BEGIN

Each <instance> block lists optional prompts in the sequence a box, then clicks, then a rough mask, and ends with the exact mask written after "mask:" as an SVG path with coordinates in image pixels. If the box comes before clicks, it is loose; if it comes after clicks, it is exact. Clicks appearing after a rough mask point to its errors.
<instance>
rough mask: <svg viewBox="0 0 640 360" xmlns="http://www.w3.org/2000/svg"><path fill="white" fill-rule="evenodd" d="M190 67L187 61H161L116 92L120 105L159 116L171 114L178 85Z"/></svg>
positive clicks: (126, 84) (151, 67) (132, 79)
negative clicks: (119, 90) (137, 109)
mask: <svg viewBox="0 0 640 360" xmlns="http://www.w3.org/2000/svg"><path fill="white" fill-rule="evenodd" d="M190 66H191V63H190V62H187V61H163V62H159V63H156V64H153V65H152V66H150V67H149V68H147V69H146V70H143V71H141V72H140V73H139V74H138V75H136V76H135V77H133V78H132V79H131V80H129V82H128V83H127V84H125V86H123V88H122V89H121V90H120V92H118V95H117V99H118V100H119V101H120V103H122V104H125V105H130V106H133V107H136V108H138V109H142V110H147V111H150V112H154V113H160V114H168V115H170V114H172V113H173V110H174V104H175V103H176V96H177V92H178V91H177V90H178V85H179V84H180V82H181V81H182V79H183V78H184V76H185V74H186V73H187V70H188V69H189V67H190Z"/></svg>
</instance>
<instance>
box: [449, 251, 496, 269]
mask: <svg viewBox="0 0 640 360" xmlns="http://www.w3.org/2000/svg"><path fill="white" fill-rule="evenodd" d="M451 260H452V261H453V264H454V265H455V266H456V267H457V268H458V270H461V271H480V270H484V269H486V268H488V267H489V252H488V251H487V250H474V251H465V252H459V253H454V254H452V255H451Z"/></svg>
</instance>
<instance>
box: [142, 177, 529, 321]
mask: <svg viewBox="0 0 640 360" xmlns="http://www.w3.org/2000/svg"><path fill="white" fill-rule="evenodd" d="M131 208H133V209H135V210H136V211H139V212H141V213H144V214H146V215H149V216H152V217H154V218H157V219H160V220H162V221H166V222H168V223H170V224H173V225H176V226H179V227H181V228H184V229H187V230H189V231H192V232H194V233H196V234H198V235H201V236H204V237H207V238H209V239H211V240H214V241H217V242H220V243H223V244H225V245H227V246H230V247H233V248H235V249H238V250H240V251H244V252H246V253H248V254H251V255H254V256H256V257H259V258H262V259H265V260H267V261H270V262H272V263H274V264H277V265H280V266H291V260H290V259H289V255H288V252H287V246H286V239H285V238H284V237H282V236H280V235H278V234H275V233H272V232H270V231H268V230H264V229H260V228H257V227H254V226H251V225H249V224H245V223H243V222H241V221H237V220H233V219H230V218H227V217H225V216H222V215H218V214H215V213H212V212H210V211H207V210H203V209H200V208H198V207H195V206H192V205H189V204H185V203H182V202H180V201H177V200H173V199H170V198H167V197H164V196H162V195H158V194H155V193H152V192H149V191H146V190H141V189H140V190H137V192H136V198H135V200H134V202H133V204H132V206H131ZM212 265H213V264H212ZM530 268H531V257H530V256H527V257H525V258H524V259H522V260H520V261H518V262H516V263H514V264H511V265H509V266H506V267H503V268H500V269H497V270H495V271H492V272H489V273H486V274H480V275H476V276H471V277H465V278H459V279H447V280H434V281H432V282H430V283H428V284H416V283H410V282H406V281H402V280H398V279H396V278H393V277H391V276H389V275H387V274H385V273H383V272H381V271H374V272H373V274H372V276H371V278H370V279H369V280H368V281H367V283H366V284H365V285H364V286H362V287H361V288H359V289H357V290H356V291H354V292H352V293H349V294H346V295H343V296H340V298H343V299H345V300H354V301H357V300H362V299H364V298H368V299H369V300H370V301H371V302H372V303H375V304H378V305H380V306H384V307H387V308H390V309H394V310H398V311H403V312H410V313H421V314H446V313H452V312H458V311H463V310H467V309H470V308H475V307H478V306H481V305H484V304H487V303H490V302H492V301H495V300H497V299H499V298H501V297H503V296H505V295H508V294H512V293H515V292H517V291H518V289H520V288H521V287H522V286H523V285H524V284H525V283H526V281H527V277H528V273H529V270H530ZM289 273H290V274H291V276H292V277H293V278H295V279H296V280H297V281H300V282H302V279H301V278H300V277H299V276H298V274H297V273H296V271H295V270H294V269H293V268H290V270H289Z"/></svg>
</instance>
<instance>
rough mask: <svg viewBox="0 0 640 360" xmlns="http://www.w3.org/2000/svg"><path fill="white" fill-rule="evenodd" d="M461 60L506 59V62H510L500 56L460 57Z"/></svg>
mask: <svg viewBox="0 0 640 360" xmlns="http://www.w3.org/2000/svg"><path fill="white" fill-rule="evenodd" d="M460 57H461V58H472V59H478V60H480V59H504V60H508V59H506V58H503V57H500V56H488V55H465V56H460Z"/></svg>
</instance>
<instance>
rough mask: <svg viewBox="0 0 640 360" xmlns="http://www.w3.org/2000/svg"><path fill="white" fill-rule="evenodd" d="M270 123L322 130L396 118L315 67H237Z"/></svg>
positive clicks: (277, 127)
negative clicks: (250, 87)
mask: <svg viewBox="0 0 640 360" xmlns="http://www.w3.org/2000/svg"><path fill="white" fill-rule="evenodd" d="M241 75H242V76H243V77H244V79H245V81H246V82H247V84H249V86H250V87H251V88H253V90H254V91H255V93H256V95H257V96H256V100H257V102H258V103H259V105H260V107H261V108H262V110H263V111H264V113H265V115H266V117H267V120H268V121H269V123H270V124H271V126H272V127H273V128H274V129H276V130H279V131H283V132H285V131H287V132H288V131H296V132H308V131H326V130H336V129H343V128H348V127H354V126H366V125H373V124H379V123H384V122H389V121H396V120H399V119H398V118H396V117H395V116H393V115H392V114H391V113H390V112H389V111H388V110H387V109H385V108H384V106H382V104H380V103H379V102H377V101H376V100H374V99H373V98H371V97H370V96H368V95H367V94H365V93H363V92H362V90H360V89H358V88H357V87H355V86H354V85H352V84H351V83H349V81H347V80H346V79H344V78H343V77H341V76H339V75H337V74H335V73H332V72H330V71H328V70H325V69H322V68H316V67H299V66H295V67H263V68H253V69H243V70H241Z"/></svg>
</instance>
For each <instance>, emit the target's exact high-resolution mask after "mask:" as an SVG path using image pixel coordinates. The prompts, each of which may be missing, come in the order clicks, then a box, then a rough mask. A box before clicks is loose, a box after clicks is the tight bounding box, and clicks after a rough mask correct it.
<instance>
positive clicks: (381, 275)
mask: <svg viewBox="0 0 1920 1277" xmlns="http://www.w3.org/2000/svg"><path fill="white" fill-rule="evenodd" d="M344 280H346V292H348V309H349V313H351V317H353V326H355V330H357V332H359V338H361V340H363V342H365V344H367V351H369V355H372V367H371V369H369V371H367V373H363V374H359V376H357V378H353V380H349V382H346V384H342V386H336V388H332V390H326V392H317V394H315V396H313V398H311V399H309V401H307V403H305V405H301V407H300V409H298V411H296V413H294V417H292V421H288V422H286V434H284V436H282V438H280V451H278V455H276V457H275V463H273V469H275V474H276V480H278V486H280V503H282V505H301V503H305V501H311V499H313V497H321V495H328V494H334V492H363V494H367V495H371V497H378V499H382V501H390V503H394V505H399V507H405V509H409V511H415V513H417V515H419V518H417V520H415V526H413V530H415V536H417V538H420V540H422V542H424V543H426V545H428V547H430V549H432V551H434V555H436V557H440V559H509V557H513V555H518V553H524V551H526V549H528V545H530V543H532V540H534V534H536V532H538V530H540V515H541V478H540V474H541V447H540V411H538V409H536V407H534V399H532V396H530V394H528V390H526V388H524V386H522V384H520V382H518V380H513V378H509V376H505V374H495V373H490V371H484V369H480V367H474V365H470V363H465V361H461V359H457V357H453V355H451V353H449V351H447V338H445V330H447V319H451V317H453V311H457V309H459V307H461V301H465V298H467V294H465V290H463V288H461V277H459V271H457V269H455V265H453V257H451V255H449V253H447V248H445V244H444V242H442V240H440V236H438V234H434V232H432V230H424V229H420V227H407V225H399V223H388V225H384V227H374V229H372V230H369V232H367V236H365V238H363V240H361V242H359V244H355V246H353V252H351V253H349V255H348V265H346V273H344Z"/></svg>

END

Look through the lines above and collect those with the word "loose".

### Solution to the problem
Each <instance> block lists optional prompts in the sequence a box, then clicks, then a rough mask, and ends with the exact mask written after "mask:" as an SVG path with coordinates in image pixels. If the box comes before clicks, it is loose; if it comes after clicks, it is exact. Clicks appearing after a rough mask point to its errors.
For each <instance>, emit the target's exact high-resolution mask after "mask:" as an SVG path using image pixel coordinates. The prompts, each of which may be missing, come in the order clicks, then a box, then a rough mask. A box before clicks is loose, a box after clicks is the tight bounding box, and clicks after a rough mask correct it.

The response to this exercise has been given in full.